_Work to complete_: Give the listing again in full, exactly as written.

Recorded data:
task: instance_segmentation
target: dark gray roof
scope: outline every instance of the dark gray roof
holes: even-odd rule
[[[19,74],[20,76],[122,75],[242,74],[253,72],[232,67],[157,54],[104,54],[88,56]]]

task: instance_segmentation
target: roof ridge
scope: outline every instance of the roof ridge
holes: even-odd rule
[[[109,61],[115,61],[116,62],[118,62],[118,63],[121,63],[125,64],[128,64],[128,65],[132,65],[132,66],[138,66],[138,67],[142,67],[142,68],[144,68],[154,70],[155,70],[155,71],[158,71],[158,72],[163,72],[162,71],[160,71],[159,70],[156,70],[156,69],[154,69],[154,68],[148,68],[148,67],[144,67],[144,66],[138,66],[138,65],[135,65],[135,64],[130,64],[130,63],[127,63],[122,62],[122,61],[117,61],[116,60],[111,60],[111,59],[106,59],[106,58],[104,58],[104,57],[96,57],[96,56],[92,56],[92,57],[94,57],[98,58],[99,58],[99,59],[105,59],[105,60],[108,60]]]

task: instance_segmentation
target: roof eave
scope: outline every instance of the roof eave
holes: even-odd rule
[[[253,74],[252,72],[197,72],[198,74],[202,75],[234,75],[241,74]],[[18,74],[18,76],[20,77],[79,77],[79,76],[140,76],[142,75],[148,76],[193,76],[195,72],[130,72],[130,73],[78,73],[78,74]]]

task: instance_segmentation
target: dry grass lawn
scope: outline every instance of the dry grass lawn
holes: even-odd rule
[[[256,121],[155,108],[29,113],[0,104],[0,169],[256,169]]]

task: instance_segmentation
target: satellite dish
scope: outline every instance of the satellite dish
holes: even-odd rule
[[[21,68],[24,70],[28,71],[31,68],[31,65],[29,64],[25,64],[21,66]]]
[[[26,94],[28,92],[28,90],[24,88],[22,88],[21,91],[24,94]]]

_The result_:
task: instance_segmentation
target: dark gray roof
scope: outline every instance of the dark gray roof
holes: even-odd rule
[[[19,74],[20,76],[122,75],[242,74],[253,72],[232,67],[157,54],[104,54],[88,56]]]

task: instance_segmentation
target: roof ridge
scope: outline every instance of the roof ridge
holes: even-odd rule
[[[109,61],[115,61],[116,62],[118,62],[118,63],[121,63],[125,64],[128,64],[128,65],[132,65],[132,66],[138,66],[138,67],[142,67],[142,68],[144,68],[154,70],[155,70],[155,71],[158,71],[158,72],[163,72],[162,71],[160,71],[159,70],[156,70],[156,69],[154,69],[154,68],[148,68],[148,67],[144,67],[144,66],[138,66],[138,65],[135,65],[135,64],[130,64],[130,63],[127,63],[122,62],[122,61],[117,61],[116,60],[111,60],[111,59],[106,59],[106,58],[104,58],[104,57],[96,57],[96,56],[92,56],[92,57],[94,57],[98,58],[99,58],[99,59],[105,59],[105,60],[108,60]]]

task: instance_segmentation
target: roof eave
scope: outline every instance of the roof eave
holes: even-odd rule
[[[253,74],[252,72],[197,72],[198,74],[202,75],[234,75],[241,74]],[[18,74],[18,76],[20,77],[79,77],[79,76],[140,76],[142,75],[148,76],[193,76],[195,72],[130,72],[130,73],[78,73],[78,74]]]

task: instance_segmentation
target: dry grass lawn
scope: outline every instance of the dry grass lawn
holes: even-odd rule
[[[256,121],[155,108],[29,113],[0,104],[0,169],[256,169]]]

task: instance_segmentation
target: satellite dish
scope: outline every instance of the satellite dish
holes: even-odd rule
[[[21,68],[24,70],[28,71],[31,68],[31,65],[29,64],[25,64],[21,66]]]
[[[26,94],[28,92],[28,90],[24,88],[22,88],[21,91],[24,94]]]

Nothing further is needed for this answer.